Directions: Exactly as written, transcribe the lines that run from the one containing "Please point out the dog" to the end of the records below.

Records for this task:
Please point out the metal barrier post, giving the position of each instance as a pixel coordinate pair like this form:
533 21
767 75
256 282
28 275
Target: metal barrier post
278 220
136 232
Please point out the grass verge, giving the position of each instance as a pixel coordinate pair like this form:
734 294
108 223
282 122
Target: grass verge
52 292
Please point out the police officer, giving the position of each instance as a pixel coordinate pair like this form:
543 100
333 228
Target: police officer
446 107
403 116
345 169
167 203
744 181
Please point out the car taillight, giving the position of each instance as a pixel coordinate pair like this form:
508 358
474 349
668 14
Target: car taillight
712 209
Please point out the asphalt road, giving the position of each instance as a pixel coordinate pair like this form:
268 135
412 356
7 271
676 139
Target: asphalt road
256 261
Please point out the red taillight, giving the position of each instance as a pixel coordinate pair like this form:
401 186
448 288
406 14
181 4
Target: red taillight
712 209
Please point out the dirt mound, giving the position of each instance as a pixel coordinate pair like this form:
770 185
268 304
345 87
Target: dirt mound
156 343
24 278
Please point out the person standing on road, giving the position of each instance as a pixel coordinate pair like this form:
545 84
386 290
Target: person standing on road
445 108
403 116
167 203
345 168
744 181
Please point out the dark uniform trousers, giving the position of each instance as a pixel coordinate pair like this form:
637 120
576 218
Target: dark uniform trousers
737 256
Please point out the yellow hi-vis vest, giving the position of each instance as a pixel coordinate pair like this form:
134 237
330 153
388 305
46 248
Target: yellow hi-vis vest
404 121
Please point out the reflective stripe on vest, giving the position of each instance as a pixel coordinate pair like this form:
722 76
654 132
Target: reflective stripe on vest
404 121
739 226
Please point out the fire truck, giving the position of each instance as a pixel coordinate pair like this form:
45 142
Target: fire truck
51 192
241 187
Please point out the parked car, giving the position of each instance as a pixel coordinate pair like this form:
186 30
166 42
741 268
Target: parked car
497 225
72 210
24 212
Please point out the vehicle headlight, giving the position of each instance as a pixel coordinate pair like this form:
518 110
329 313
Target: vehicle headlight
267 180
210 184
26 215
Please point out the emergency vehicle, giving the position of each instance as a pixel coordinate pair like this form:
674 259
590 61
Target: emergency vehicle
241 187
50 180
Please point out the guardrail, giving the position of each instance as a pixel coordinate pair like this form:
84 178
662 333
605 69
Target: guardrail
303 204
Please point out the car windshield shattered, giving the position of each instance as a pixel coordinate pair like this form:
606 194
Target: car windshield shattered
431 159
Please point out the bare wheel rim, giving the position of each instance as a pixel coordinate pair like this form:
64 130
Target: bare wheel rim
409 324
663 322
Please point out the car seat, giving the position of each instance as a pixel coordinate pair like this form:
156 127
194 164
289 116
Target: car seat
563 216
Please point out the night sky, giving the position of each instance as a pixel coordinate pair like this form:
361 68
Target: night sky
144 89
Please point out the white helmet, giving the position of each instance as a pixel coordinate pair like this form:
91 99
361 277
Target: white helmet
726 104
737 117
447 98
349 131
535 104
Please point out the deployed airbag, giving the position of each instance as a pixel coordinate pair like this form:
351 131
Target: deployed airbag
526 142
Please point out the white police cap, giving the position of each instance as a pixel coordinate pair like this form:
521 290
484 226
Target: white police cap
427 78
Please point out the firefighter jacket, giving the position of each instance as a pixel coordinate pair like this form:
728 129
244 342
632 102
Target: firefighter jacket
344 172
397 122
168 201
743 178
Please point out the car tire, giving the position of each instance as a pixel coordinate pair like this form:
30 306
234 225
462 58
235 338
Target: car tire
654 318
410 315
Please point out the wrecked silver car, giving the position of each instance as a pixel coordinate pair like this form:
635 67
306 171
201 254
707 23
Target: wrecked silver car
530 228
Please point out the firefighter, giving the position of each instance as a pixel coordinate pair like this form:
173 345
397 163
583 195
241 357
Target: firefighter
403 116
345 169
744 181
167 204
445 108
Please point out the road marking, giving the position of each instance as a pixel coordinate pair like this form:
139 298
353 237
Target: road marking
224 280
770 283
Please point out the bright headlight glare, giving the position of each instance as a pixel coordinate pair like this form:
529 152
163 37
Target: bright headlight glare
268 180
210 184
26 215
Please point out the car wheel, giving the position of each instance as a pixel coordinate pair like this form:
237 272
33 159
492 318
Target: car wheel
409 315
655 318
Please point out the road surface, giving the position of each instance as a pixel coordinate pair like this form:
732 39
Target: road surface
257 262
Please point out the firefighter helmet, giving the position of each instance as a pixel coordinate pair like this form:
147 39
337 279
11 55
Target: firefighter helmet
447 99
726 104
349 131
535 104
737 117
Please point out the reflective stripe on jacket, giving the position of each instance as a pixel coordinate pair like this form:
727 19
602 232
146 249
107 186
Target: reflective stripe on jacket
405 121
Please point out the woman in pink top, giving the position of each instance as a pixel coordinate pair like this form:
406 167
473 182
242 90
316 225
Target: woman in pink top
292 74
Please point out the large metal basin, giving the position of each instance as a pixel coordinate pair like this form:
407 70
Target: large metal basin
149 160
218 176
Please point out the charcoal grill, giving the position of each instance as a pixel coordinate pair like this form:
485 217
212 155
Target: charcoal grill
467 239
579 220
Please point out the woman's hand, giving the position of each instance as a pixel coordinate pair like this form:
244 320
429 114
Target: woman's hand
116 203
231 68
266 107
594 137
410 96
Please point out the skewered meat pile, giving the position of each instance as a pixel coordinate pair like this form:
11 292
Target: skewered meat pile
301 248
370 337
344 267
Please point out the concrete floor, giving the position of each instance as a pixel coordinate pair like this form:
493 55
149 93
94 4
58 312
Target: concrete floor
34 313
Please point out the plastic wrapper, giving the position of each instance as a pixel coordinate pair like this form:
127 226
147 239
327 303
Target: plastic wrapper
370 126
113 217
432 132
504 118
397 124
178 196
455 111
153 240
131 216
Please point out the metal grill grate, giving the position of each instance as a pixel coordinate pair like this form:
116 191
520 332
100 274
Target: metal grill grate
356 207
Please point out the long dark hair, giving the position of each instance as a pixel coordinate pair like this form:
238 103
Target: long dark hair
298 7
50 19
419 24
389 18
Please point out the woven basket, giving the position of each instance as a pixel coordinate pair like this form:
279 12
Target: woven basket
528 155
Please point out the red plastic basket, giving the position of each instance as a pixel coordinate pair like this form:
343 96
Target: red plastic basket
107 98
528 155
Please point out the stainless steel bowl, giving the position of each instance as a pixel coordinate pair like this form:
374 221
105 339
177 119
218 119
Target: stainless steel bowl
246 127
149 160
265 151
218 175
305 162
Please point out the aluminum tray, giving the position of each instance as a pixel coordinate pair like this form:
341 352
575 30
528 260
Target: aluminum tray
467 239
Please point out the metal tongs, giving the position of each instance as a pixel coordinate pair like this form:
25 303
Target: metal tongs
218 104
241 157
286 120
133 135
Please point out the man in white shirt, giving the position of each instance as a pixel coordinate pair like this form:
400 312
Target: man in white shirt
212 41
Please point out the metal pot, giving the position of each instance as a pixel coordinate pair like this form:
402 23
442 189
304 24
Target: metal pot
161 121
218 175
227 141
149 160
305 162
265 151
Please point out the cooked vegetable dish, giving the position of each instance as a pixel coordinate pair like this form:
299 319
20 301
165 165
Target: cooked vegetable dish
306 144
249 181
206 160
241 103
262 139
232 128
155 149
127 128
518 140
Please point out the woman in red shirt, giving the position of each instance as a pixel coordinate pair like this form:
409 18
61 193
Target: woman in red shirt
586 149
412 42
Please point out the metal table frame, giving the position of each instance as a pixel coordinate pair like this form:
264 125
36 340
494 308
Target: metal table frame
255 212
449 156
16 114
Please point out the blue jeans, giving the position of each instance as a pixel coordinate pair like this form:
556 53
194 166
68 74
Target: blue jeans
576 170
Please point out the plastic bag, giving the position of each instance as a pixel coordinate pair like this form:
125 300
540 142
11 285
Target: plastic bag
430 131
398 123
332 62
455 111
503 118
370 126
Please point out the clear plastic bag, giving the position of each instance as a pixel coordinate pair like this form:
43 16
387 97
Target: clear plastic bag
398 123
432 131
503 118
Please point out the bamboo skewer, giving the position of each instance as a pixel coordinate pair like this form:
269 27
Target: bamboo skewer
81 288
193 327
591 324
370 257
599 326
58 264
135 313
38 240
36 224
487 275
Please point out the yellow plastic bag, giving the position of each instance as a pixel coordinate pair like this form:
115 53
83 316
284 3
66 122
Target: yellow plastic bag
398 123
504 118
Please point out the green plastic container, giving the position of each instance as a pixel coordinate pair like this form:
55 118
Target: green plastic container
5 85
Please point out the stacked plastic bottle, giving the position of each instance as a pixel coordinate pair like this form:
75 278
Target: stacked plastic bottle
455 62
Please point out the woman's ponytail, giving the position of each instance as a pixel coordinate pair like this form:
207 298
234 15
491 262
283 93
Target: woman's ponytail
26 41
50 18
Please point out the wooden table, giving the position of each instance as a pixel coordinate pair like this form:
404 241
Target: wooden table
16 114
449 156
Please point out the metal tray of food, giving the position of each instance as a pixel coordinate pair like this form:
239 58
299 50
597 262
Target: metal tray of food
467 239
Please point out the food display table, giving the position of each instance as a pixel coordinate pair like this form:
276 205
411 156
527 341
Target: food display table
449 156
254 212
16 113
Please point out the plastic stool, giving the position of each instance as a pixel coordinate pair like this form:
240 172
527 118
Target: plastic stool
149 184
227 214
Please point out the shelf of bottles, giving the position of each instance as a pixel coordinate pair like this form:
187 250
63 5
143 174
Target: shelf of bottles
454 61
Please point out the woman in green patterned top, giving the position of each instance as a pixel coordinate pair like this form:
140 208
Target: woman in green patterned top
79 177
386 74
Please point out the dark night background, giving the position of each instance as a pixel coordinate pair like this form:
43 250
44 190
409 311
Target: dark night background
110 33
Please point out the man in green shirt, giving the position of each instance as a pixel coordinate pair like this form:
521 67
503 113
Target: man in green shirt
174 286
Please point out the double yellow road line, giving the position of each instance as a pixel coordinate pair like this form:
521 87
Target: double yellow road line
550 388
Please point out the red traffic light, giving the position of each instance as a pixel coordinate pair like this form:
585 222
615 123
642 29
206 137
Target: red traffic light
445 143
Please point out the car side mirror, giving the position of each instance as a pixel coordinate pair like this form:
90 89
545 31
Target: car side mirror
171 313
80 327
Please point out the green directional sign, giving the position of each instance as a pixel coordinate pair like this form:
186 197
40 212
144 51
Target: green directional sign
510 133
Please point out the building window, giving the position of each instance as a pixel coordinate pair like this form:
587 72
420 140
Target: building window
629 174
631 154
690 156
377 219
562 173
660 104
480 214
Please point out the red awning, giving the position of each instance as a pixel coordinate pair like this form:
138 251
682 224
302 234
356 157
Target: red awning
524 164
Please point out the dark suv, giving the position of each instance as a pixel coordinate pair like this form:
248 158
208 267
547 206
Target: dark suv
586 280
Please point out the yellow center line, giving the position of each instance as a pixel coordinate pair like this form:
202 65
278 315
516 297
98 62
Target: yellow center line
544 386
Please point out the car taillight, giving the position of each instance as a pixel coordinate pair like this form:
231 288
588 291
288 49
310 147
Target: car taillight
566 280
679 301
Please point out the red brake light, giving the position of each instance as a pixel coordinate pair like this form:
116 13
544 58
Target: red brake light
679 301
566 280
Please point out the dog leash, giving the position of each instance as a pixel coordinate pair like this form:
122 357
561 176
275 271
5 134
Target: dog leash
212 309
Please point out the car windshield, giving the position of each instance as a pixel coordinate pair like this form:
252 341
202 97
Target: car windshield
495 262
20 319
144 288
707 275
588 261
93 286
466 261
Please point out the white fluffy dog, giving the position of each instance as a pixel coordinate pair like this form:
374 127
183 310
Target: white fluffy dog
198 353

Answer to this exercise:
Please point out the dog leash, giving the position of each instance as a pixel coordinate pair like this form:
122 357
561 176
275 271
5 134
Target: dog leash
212 309
Please point out the car windshield, giving the position of each instance as a pixel coordinate pair like this form:
252 341
202 97
Target: car windshield
495 262
20 319
144 288
707 275
588 261
93 286
466 261
Please point out the white fluffy dog, giving the position of each instance as a pixel coordinate pair like this form:
374 127
183 310
Target: white fluffy dog
198 353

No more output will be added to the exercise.